Instructions for the task: Would you give the number of lines in the entries that contain the word "below"? Nothing else is needed.

Collection entries:
- - - -

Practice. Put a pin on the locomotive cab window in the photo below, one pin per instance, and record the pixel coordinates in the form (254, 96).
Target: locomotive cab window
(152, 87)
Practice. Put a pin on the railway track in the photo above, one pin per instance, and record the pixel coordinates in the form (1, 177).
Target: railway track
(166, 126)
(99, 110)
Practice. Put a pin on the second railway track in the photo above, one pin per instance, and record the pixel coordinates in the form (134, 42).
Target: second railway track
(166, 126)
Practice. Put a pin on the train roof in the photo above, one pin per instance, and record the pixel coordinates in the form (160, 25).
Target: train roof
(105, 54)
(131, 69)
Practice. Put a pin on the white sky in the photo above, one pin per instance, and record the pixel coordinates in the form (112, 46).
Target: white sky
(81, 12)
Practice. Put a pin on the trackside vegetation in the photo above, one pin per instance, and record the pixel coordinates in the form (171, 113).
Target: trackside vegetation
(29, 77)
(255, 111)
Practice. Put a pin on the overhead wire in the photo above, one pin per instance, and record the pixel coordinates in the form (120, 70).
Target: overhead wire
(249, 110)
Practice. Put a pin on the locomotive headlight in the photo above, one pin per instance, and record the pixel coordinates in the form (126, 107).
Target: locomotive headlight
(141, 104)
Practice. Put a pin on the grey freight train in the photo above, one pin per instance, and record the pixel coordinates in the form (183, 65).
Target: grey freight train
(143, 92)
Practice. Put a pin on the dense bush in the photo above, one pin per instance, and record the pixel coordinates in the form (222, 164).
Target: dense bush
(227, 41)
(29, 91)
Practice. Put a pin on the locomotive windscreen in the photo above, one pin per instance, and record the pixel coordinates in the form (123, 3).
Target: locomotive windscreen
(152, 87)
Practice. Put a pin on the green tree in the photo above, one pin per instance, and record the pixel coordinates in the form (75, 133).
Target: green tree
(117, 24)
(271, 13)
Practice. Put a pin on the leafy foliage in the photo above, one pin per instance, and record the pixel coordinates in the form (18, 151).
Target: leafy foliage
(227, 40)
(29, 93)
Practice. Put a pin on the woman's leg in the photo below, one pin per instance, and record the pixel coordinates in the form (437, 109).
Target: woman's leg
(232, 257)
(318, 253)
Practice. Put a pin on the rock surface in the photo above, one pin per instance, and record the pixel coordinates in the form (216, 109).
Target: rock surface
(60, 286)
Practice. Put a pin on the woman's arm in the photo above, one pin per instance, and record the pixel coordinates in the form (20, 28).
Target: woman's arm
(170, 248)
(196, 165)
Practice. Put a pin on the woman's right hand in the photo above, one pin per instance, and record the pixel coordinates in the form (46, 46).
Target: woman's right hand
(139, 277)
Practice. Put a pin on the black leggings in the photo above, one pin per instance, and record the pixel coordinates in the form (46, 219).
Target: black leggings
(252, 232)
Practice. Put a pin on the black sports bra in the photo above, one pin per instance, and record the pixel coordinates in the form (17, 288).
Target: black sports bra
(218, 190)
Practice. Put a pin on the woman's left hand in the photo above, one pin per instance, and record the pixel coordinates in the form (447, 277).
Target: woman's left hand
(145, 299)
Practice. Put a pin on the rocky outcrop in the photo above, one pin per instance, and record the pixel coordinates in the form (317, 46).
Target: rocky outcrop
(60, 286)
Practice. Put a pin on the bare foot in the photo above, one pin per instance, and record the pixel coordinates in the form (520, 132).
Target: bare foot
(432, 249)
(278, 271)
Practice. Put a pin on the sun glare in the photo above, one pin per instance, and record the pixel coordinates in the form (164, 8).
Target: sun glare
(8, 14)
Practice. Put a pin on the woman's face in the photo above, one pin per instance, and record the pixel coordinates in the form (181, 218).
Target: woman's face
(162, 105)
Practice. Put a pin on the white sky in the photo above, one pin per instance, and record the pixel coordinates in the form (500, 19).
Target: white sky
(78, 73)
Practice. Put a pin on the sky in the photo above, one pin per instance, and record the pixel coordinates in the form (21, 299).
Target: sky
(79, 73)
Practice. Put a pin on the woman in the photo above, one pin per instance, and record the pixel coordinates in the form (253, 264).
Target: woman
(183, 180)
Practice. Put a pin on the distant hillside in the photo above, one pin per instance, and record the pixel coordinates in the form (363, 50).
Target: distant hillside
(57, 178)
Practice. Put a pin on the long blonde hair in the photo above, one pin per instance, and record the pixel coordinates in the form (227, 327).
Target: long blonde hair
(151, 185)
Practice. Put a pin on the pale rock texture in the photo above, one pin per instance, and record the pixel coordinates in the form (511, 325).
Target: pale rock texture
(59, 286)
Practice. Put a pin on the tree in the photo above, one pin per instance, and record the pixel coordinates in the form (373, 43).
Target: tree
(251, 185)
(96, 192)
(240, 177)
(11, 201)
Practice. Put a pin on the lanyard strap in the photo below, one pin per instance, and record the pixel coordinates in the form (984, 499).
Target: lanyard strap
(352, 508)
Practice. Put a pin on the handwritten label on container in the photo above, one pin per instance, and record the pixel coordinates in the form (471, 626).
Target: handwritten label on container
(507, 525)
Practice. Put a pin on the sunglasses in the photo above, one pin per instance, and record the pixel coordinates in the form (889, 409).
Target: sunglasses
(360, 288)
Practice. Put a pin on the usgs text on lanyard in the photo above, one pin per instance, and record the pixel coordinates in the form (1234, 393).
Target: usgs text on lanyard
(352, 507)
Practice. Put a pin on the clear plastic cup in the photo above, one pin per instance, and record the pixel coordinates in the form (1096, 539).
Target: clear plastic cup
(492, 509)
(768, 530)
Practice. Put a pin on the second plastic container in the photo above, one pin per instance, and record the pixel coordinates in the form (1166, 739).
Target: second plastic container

- - - -

Answer box: 3